[Referring expression data]
◆ ◆ ◆ ◆ ◆

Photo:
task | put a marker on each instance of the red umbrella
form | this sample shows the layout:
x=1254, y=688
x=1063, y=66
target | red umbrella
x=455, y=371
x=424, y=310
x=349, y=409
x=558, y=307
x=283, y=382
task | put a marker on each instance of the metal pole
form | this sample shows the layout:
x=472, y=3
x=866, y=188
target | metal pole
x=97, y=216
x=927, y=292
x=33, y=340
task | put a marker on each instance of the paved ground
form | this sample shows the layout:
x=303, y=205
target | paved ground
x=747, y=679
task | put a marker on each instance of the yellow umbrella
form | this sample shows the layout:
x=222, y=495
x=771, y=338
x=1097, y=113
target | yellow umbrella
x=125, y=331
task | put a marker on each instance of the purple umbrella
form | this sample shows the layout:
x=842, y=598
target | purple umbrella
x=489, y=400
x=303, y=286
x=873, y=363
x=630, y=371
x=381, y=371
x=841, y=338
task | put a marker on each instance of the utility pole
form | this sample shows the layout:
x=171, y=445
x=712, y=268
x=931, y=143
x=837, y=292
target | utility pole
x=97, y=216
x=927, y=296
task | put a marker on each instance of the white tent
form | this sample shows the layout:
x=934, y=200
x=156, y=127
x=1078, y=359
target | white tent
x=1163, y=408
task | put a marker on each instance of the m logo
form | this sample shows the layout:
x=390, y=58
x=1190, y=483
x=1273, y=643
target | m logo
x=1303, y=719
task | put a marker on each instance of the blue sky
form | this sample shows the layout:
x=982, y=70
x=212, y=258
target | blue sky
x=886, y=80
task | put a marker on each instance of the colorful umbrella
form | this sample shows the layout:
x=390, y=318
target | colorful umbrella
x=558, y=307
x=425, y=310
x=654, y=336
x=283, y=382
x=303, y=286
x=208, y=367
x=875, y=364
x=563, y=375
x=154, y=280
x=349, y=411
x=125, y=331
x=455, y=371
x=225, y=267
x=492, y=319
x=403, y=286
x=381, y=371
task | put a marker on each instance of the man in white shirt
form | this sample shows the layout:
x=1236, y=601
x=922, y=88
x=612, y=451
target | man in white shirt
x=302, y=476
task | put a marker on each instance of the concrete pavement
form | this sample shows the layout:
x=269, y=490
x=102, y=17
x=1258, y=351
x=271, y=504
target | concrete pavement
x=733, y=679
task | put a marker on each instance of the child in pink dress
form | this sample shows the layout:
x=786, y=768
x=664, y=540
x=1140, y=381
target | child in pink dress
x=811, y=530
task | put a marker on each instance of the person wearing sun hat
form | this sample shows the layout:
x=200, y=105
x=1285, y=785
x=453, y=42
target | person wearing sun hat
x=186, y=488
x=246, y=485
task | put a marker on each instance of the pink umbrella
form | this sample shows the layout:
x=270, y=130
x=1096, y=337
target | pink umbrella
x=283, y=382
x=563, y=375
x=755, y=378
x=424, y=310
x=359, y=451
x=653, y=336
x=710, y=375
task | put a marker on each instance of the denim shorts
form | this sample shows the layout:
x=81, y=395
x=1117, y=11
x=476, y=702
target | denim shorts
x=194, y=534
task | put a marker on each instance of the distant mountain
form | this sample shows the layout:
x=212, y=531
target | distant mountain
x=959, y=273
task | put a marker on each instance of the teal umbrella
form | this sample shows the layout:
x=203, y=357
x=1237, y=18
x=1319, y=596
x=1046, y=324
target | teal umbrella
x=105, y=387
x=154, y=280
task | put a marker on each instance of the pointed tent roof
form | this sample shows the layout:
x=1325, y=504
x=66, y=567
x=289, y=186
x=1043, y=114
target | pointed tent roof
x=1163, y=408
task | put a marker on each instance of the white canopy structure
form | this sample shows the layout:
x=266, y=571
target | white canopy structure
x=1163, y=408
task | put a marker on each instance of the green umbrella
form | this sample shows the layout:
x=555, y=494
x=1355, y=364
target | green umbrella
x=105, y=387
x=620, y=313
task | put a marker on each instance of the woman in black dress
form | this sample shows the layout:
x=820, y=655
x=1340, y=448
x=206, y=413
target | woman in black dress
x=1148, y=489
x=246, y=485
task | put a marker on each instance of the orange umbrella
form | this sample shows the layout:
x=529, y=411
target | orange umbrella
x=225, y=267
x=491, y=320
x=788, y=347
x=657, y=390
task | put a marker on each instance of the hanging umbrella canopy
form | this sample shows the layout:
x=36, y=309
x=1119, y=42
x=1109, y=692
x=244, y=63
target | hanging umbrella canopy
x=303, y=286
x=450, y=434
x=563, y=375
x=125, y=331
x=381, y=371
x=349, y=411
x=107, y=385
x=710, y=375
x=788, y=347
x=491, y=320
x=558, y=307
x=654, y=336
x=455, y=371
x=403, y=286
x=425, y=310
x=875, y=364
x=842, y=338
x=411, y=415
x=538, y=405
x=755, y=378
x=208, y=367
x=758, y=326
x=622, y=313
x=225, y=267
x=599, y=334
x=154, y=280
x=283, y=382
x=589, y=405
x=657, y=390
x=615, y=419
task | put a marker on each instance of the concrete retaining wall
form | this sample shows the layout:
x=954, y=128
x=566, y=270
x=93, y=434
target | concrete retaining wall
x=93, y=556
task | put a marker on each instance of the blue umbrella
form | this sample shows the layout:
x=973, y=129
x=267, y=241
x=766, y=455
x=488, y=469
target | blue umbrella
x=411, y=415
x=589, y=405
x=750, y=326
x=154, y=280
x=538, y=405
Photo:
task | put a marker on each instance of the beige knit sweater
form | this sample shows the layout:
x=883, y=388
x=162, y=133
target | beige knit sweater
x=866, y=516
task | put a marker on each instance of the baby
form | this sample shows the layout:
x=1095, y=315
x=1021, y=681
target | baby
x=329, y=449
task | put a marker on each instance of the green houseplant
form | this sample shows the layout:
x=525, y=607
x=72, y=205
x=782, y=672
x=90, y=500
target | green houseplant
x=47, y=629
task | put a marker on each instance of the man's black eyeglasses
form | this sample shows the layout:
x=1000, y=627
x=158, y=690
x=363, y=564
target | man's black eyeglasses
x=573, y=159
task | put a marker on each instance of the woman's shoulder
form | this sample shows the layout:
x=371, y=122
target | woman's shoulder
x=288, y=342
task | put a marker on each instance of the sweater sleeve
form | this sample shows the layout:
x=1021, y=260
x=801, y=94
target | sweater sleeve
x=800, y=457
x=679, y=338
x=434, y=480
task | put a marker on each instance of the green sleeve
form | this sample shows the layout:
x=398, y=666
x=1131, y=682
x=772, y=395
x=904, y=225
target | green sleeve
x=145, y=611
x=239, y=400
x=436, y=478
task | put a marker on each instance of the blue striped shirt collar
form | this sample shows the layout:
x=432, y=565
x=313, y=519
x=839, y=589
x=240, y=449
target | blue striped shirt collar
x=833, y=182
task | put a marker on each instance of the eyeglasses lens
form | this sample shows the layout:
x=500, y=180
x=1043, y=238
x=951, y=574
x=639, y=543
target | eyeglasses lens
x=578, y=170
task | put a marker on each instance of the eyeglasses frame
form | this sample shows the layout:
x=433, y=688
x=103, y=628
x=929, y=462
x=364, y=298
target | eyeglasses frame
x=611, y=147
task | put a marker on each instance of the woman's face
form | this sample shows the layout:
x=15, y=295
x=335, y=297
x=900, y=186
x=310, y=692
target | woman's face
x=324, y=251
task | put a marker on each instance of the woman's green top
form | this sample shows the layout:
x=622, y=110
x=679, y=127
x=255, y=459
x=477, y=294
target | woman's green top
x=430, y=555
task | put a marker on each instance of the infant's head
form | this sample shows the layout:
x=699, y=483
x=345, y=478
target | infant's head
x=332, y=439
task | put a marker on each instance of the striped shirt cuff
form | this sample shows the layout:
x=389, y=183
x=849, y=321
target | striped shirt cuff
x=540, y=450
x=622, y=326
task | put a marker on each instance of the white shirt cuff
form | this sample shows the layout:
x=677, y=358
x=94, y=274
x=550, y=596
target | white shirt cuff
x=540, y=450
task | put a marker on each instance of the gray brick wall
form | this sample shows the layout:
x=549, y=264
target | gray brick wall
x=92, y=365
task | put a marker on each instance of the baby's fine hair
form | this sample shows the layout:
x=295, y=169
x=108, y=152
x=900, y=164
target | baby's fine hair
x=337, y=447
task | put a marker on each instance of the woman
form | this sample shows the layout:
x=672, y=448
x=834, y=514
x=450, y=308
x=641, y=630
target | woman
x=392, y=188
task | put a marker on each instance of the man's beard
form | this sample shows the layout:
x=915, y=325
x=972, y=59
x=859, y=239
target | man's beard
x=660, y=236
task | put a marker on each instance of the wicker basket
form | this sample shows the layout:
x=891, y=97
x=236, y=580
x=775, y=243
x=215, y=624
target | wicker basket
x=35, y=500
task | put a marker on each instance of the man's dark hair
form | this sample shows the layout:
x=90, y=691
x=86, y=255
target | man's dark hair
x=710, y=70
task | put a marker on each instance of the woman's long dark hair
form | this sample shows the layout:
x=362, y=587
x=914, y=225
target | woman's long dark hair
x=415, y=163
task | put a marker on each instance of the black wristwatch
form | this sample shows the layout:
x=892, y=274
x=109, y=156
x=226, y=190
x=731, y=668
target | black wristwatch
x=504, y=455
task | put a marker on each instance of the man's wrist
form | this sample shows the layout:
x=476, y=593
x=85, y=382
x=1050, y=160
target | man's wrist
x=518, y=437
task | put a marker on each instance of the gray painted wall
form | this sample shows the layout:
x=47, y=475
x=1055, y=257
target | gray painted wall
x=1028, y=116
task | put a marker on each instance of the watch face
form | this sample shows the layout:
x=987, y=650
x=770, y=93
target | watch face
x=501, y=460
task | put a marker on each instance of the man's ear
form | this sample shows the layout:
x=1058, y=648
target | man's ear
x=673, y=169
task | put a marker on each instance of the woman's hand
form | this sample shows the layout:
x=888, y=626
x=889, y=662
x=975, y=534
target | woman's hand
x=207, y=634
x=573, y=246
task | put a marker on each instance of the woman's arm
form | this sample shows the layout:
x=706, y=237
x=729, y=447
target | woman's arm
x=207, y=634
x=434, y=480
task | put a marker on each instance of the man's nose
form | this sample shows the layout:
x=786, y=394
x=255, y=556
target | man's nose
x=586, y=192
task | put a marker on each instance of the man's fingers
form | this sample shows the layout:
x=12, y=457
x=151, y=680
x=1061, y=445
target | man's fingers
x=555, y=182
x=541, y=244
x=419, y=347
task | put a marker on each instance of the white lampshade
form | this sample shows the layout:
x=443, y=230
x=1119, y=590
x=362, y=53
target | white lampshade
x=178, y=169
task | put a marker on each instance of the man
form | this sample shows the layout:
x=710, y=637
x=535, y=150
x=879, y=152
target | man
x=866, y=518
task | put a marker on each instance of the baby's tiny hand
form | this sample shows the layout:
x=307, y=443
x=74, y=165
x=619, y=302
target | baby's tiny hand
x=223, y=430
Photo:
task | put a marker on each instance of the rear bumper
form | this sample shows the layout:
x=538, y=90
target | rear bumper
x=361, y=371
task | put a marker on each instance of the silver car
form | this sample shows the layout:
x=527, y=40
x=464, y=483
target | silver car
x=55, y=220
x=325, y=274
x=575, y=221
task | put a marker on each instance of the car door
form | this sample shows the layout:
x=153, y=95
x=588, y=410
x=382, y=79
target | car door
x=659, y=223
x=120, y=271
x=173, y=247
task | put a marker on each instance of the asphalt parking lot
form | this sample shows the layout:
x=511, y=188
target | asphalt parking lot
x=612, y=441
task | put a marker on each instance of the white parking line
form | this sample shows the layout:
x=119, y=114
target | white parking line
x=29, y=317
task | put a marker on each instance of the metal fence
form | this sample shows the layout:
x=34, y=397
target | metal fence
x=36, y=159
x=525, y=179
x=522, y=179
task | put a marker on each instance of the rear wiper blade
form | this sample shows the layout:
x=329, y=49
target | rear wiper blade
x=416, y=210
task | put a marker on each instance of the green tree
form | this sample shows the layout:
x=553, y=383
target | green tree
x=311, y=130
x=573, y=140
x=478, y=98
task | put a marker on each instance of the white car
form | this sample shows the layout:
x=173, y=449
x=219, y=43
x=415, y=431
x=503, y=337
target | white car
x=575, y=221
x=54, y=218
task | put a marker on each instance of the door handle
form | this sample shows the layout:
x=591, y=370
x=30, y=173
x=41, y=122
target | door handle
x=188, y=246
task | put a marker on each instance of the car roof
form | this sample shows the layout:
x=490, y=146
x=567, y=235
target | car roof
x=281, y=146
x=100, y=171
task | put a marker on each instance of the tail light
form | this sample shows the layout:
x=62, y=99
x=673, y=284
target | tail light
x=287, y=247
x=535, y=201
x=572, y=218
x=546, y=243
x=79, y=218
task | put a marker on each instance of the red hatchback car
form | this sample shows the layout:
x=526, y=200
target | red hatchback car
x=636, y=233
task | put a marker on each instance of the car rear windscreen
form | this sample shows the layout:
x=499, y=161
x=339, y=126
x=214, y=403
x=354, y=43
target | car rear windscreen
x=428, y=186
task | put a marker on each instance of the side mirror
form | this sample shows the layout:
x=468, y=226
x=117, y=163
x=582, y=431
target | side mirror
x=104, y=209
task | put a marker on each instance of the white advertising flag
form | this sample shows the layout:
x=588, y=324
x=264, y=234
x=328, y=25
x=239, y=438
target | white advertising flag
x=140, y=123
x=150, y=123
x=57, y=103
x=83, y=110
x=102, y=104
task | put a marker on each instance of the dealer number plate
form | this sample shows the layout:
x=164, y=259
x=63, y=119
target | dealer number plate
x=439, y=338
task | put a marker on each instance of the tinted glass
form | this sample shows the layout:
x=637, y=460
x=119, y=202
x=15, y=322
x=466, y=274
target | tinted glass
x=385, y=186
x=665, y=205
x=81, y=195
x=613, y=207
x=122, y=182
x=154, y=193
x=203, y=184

◆ ◆ ◆ ◆ ◆

Return exactly, and only, the lines above starting at the line that contains "x=239, y=438" and ending at the line that contains "x=63, y=119".

x=239, y=438
target | white advertising flag
x=140, y=123
x=150, y=123
x=57, y=103
x=83, y=110
x=102, y=104
task | put a marker on each instance of the dealer number plate
form | this sample shows the layout:
x=164, y=259
x=63, y=119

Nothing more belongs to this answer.